* _THE PROBLEM_
Would you write out the entries below, every one of them, exactly?

* _RECORD EXTRACTS_

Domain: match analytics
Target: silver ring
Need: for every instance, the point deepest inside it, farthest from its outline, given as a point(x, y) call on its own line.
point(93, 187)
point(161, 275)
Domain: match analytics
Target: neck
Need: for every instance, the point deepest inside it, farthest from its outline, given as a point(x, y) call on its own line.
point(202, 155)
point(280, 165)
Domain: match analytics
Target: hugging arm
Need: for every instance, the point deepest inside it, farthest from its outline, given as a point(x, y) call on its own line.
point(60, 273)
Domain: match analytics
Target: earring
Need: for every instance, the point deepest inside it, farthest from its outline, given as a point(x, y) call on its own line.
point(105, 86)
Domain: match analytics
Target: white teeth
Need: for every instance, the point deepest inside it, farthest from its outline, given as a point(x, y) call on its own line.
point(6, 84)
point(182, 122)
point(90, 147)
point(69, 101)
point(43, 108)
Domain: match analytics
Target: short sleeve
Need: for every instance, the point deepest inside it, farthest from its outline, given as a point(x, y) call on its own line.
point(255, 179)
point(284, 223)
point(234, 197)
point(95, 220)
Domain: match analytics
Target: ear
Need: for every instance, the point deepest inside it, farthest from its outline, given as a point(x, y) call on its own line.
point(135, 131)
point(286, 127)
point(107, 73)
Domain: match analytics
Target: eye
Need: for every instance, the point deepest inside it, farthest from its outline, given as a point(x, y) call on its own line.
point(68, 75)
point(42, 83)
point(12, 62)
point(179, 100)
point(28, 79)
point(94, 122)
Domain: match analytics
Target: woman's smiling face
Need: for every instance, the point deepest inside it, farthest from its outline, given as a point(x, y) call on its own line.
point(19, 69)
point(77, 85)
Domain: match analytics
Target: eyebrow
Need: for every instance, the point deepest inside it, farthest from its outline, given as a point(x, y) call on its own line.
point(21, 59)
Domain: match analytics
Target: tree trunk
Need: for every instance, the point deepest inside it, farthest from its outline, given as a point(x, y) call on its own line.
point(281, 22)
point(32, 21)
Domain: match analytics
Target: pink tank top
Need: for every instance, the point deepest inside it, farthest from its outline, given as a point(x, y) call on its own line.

* _EXERCISE RESULT_
Domain: match analytics
Target: silver ring
Need: for every instance, the point deepest inside it, farthest from its outline, given as a point(x, y) call on its own line.
point(93, 187)
point(161, 275)
Domain: match analytics
Target: neck
Need: for every instance, the point deepest inside it, farthest from its outline, given as a point(x, y) call on its own line.
point(202, 155)
point(280, 165)
Domain: match analytics
Target: hugging arm
Need: for every instance, the point deepest inside it, farthest from its outline, given as a point(x, y) call on its own line.
point(60, 273)
Domain: match analytics
Target: earring
Need: for every instance, the point deepest inside it, farthest from its outline, given as a point(x, y) call on its own line.
point(105, 86)
Domain: match analytics
Target: white teeth
Need: for every instance, the point deepest inside it, farthest from its outline, given as a point(x, y) call on its own line.
point(6, 84)
point(182, 122)
point(90, 147)
point(69, 101)
point(43, 108)
Domain: match analytics
Target: short sleeve
Need: for every instance, the point deepest inside it, farthest from its outline, given as a point(x, y) call on its own line.
point(255, 179)
point(284, 223)
point(234, 197)
point(95, 220)
Domain: match analytics
Target: ear
Need: for every instance, the point deepest inside it, farthest from its outline, given as a point(x, y) call on its own line.
point(135, 131)
point(286, 127)
point(107, 73)
Domain: match analytics
Target: eye
Need: for every instance, the point deepest inside it, farthest from its outline, given as a point(x, y) call on its own line.
point(68, 75)
point(42, 83)
point(12, 62)
point(179, 100)
point(28, 79)
point(94, 122)
Domain: match analytics
Target: woman's smiling face
Need: for every instance, the point deepest inside it, farthest from its outline, given as a point(x, y) call on its own line.
point(19, 69)
point(77, 85)
Domain: match analytics
Target: eyebrow
Need: for every instance, the point deepest inside it, farthest from its outline, given as a point(x, y) call on its own line.
point(21, 59)
Domain: match analytics
Target: tree trunk
Need: for every instance, the point deepest inside it, farthest from its outline, given as a point(x, y) call on its own line.
point(281, 22)
point(32, 21)
Domain: match analytics
Target: pink tank top
Need: for every instance, the point deepest inside it, farthest from its outline, given as a point(x, y) call on its own line.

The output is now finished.